*Stated problem*
Please format these records as a JSON list of strings, with one string for each line and blank lines omitted.

*Records excerpted from a collection*
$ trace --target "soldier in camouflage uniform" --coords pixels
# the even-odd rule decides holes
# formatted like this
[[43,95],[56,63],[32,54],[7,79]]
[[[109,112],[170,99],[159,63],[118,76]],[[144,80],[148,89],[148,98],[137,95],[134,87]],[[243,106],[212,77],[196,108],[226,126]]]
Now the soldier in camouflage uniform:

*Task answer*
[
  "$ trace --target \"soldier in camouflage uniform\" --coords pixels",
  "# the even-odd rule decides holes",
  "# formatted like this",
  "[[43,95],[56,63],[32,54],[7,79]]",
  "[[[109,112],[170,99],[159,63],[118,76]],[[144,80],[148,89],[148,98],[137,95],[134,87]],[[243,106],[212,77],[196,108],[226,126]]]",
  "Now the soldier in camouflage uniform:"
]